Scratch Expanded : du 15 au 18 septembre 2010

Article écrit par

Amateurs de nuits blanches et de couleurs : le collectif Light Cone organise chaque année un cycle de projections, clôturé par une soirée de performances cinématographiques.

A la mi-septembre, aux abords de la BNF, les noctambules chanceux peuvent admirer les lueurs étranges sorties d’une basse-fosse… Nul besoin de jumelles : ce n’est pas un OVNI… Les gousses d’ail sont inutiles : météo automnale oblige, les spectateurs sont froids mais bien vivants.

Aux Voûtes, chaque année, l’association Light Cone, distributeur et diffuseur mythique de cinéma expérimental organise des performances, prouvant que le cinéma peut déborder des cadres parfois confinés dans lesquels l’industrie du spectacle l’a cantonné. Un peu d’histoire, mais pas trop : à l’origine le « Preview show », sur lequel se greffent les soirées « Scratch Expanded », était avant tout destiné à un public de programmateurs européens soucieux de se tenir au courant des nouveautés de la collection de Light Cone, qui s’agrandit chaque année. Depuis quelques années, des soirées de projections sont organisées tout au long de ces quatre jours.

Mercredi, au cinéma Action Christine, Warren Sonbert, pionnier underground, ouvrait le cycle avec ses portraits sixties à la mode Beat : Amphetamine et ses gays « speedomanes » sur fond de « Baby Love » invoquaient immédiatement l’écrivain William Burroughs… Evidemment plus pour les seringues que pour les Supremes ! Cinéphile, Sonbert ne manque pas non plus de semer partout les références à des mastodontes plus familiers comme Hitchcock, Douglas Sirk ou Preminger. Un cinéaste sans œillère, donc, entre Andy Warhol et la publicité, entre le sublime et l’ironie. Caméra à l’épaule, les reflets de Sonbert jouent à cache-cache dans les miroirs, dans des chroniques pop aussi narcissiques qu’humanistes. Le meilleur exemple : The Bad and the Beautiful, véritable concert de bonheurs conjugaux à se taper la tête contre les murs : trente quatre minutes de musique Motown sucrée, de petits déjeuners ensoleillés, de ruades, de roulades, d’embrassades aussi cinégéniques qu’insupportables. « Ricoré » n’aurait pas rêvé mieux, Sonbert l’a fait avec humour et délicatesse : en 1967… les débuts marquants de sa carrière aussi riche qu’originale.

[DONNÉES FOURNIES]

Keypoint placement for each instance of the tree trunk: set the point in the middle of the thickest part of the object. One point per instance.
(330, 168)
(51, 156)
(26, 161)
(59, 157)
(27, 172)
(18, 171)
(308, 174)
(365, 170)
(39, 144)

[LISTE DES TÂCHES]
**a)** D'après le texte fourni, dans quel cinéma Warren Sonbert ouvrait-il le cycle le mercredi ?
**b)** Recopiez, s'il vous plaît, le passage du texte fourni allant de « Article écrit par » à « mais bien vivants. ».

[RÉPONSES AUX TÂCHES]
**a)** Au cinéma Action Christine.

**b)**
Article écrit par

Amateurs de nuits blanches et de couleurs : le collectif Light Cone organise chaque année un cycle de projections, clôturé par une soirée de performances cinématographiques.

A la mi-septembre, aux abords de la BNF, les noctambules chanceux peuvent admirer les lueurs étranges sorties d’une basse-fosse… Nul besoin de jumelles : ce n’est pas un OVNI… Les gousses d’ail sont inutiles : météo automnale oblige, les spectateurs sont froids mais bien vivants.